» TEXTE FOURNI:
################
Certains des problèmes soulevés par les constructions cellulaires synthétiques sont déjà connus des cellules souches et de la thérapie génique: ces traitements seront extrêmement coûteux et exacerberont donc le fossé préexistant entre ceux qui peuvent se permettre des traitements de pointe et ceux qui ne le peuvent pas. Autre point à prendre en considération: étant donné que ces traitements pourraient être curatifs en une seule fois et rester dans l'organisme toute la vie, comment garantir des mécanismes d'arrêt au cas où quelque chose tournerait mal et où l'intervention exacerberait la maladie?
Impact sur l'identité humaine
Mais, plus fondamentalement encore, un large débat sociétal doit avoir lieu sur l'opportunité d'introduire des constructions cellulaires ou moléculaires dans le corps humain. Et si nous le faisons, nous devons nous demander quelles fonctions doivent être modifiées et comment éviter qu'elles ne deviennent incontrôlables d'une manière que nous ne pouvons même pas imaginer.
################
» EXERCICES À RÉALISER:
**A)** Pouvez-vous recopier mot pour mot le passage du texte sur les constructions cellulaires synthétiques qui commence par les mots contenant « Impact sur l'identité » et se termine par « même pas imaginer. » ?
**B)** Pouvez-vous poursuivre le texte sur les constructions cellulaires synthétiques à partir de sa dernière phrase ?
Le matériel n'a aucun rapport avec le texte sur les constructions cellulaires synthétiques.
################
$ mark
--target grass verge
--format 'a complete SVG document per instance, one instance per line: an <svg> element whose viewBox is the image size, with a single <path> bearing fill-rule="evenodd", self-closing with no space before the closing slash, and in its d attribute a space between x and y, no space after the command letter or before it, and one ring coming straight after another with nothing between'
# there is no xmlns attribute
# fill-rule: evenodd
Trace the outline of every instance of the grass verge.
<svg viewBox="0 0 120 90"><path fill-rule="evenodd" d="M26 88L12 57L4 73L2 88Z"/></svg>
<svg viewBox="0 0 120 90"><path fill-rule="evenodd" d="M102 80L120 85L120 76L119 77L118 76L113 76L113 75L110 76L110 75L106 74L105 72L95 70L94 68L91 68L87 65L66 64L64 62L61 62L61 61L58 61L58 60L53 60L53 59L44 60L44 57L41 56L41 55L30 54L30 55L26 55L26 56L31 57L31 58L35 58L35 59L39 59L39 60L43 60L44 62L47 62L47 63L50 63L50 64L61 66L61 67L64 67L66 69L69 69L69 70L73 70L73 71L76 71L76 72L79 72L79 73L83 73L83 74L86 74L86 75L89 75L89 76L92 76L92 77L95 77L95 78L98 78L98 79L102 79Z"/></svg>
################
» RÉSULTATS PAR EXERCICE:
**A)**
Impact sur l'identité humaine
Mais, plus fondamentalement encore, un large débat sociétal doit avoir lieu sur l'opportunité d'introduire des constructions cellulaires ou moléculaires dans le corps humain. Et si nous le faisons, nous devons nous demander quelles fonctions doivent être modifiées et comment éviter qu'elles ne deviennent incontrôlables d'une manière que nous ne pouvons même pas imaginer.

**B)**
En outre, une personne dotée de fonctions issues de la bio-ingénierie serait-elle pleinement responsable de son propre comportement? Si ce n'est pas le cas, qui en porterait la responsabilité en dernier ressort? De même, en tant que société, acceptons-nous que des personnes aient des capacités de novo nouvelles ou considérablement améliorées, comme la vision infrarouge ou le renforcement immunologique? Il est certain qu'une fois que nous commencerons à concevoir des fonctions de base et améliorées de la vie, cela remettra en question nos concepts actuels d'identité humaine, de personnalité et de conditio humana per se.
Il est temps de chercher et de trouver un consensus
Il n'appartient pas seulement aux scientifiques de décider si c'est une voie que nous devons emprunter. Nous ne devrions pas atteindre le stade de la traduction clinique de constructions cellulaires ou moléculaires complexes sans décider, en tant que société mondiale, si nous pouvons accepter l'ingénierie délibérée d'êtres humains - et si oui, dans quel but et avec quelles limites.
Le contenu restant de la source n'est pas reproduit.